(Selected excerpt):
This brings back a kind of sad memory of my first wife, (First time I have thought of her in many years and hope to never think of her again)
I took her rat trapping once and as I was making a set she ask why drown the rat. I told her if you don't make a drowning set the rat will chew its foot or paw off and get out of the trap.
A couple nights later I cam home from work about midnight and she was setting in the living room floor in a pool of blood crying,Poor soul had a trap snapped the toes her left foot. Poor thing had already chewed off both hands at the wrist and was going after the right foot. She said you lied to me, I chewed off both hands and half a foot and I'm still in this trap. She was a Blonde


----------



## BigDave (Jun 3, 2004)

The Anti's and tree huggers have enough ammo without talking about animals chewing their legs off to get out of traps.
You can drown a rat in a foot of water just use a slide wire or tangle stake out beyond your trap stake.


----------



## T-180 (Oct 18, 2005)

I was thinking the same thing BigDave. I lose almost none by using the "tangle stake" & drowning sets. Rats are not very strong swimmers and the weight of a trap will quickly pull them under. Also, just for the argument, most rats wring out of the set, not chew..... their bone structure is very frail (hollow) and breaks easily.

(To be done): Carry the forum thread about drowning sets for rat traps forward from its last post.

Records from a point-labeling set:
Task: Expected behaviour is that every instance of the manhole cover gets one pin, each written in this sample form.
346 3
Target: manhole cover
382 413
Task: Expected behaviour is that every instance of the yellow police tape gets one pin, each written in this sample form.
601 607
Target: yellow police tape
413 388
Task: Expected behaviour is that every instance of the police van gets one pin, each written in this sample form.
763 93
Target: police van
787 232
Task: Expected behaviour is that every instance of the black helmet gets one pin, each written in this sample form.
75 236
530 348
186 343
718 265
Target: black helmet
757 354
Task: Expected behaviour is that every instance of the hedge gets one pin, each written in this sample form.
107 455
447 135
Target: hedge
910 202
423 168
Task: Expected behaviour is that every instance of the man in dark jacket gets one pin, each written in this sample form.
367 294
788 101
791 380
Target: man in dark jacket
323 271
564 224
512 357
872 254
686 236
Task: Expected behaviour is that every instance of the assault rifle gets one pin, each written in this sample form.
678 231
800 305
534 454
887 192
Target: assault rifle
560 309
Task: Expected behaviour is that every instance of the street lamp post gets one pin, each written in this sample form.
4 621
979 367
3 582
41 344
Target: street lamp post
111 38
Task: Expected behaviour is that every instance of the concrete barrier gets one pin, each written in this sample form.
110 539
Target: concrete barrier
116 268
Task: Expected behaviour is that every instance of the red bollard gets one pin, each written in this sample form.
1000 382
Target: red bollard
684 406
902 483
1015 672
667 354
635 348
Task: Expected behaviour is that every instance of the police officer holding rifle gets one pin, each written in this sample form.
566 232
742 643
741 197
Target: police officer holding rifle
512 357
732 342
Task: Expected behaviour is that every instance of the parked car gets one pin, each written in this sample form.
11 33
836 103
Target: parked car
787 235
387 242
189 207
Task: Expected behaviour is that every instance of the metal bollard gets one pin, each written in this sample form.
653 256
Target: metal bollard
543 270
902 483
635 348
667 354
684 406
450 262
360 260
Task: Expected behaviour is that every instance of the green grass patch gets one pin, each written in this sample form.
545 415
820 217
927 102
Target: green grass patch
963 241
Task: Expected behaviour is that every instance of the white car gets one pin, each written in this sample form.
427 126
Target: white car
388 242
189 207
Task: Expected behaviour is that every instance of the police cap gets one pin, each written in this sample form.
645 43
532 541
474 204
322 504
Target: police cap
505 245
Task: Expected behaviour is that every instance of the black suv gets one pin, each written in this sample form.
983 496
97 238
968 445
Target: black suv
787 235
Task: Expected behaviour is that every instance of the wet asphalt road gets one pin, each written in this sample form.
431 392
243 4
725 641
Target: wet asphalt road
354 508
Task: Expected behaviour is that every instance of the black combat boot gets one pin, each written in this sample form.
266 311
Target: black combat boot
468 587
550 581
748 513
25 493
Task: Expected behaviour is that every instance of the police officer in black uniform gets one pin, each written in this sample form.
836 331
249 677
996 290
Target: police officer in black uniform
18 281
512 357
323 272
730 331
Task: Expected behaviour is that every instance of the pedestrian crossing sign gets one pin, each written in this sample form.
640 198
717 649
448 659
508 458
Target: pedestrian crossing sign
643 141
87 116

(Task response):
BigV,
Rats prices are not that good right now ........... last I heard was about $5 for an XL. Keep hoping for a cold winter in China & Russia so they start buying more !!!
Tim


----------



## Seaturd (Apr 14, 2004)

T-180 is accurate about twisting out of a trap and not gnawing. I rarely lost a rat by using drown sets and if I couldn't do that i used a 110 conibear. I did manage to catch a muskrat by the tail in a no. 1 leg hold and he crawled up inside his den. I dragged him out and he was really unhappy.....


----------



## T-180 (Oct 18, 2005)

Yeah, those muskrats have some real attitude problems !!! Ever had a mink in a leg hold that you had to deal with ?? It's amazing how quick those mink move & they're meaner than any rat.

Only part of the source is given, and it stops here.